▶ [LISTED ENTRIES]:
____________

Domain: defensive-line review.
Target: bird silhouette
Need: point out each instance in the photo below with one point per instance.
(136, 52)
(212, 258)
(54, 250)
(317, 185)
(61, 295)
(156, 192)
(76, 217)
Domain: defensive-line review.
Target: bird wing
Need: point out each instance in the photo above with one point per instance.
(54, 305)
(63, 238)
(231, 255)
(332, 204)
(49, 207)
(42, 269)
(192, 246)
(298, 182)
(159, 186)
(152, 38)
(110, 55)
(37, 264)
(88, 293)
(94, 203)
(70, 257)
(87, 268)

____________

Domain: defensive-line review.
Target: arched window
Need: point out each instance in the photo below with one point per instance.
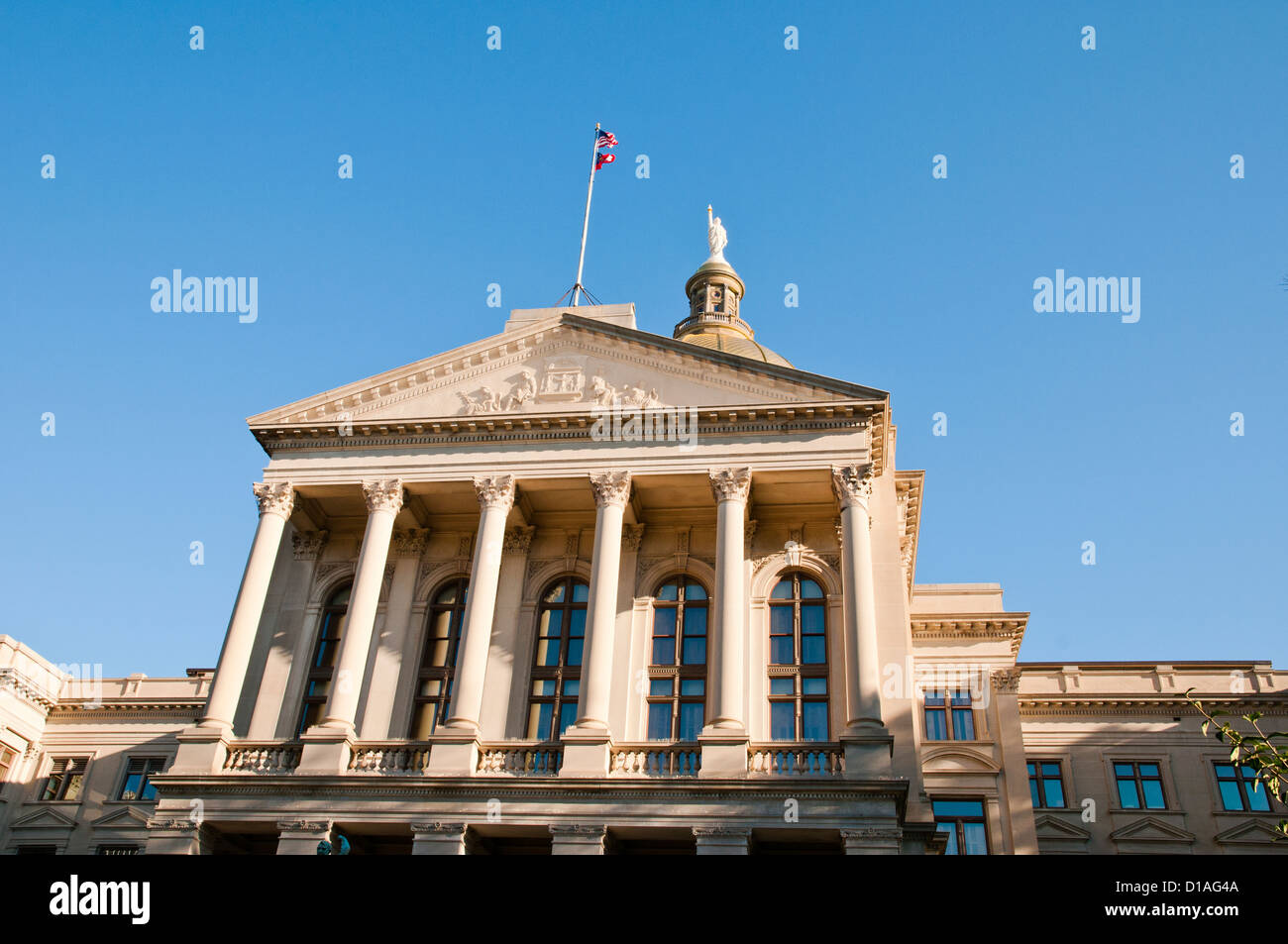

____________

▶ [REQUEST]: Collect every line of the records that contains the string "bird", and copy each one out.

▶ [ANSWER FOR THE TASK]:
Target: bird silhouette
Target: bird wing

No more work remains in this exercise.